**Listed entries:**

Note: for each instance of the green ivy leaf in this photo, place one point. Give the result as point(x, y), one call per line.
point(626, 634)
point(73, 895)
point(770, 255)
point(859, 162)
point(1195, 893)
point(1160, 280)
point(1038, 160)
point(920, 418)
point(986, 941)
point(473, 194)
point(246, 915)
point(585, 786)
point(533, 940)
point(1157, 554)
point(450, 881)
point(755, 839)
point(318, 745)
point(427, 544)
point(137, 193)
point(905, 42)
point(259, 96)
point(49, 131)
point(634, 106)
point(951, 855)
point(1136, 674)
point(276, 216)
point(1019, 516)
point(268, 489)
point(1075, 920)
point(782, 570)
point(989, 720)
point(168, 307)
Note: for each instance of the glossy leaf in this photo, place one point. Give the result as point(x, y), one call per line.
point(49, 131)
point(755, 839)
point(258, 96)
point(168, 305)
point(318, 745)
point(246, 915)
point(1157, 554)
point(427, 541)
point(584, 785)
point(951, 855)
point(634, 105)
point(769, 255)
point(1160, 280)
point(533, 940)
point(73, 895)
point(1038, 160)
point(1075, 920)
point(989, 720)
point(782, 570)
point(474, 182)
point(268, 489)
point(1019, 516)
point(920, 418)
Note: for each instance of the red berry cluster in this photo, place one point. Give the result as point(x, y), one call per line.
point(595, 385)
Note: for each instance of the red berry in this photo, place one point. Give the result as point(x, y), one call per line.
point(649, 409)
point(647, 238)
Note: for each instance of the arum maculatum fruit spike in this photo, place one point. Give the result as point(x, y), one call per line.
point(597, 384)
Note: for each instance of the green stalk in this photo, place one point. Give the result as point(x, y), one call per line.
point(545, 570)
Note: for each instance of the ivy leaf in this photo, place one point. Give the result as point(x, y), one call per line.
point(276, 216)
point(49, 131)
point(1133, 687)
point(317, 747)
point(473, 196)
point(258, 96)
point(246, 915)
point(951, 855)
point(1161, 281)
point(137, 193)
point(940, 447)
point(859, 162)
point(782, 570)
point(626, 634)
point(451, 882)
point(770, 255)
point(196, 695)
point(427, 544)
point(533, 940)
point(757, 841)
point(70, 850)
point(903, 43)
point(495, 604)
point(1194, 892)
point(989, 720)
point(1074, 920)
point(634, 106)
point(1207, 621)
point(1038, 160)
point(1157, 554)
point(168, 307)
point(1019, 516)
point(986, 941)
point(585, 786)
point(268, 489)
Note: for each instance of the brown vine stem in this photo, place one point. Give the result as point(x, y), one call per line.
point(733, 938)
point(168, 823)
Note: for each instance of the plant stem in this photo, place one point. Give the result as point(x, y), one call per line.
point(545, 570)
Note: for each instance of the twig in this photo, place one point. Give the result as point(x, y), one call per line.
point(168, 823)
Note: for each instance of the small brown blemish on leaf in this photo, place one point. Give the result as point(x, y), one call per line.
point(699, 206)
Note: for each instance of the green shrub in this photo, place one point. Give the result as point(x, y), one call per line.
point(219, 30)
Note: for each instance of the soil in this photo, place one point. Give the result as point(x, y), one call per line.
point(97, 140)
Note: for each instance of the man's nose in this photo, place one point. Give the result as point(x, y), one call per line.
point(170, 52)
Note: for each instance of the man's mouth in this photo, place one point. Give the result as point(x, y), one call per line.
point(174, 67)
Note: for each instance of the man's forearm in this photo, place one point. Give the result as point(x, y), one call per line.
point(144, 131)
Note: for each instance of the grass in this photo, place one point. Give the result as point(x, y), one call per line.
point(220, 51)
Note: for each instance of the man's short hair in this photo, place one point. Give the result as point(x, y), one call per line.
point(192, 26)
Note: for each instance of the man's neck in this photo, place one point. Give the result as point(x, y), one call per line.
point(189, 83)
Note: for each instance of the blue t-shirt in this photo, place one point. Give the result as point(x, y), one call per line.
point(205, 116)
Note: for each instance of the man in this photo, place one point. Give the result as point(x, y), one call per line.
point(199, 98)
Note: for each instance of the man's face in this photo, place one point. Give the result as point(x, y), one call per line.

**What the task requires:** Beginning with the line that holds "Note: for each instance of the man in", please give again each line exactly until the records end, and include that final line.

**Output for this exercise:**
Note: for each instance of the man in this photo, place one point. Give the result as point(x, y), one call per line.
point(199, 98)
Note: for each instance of the man's face in this photo, place one point. Give the result as point(x, y), one call per line.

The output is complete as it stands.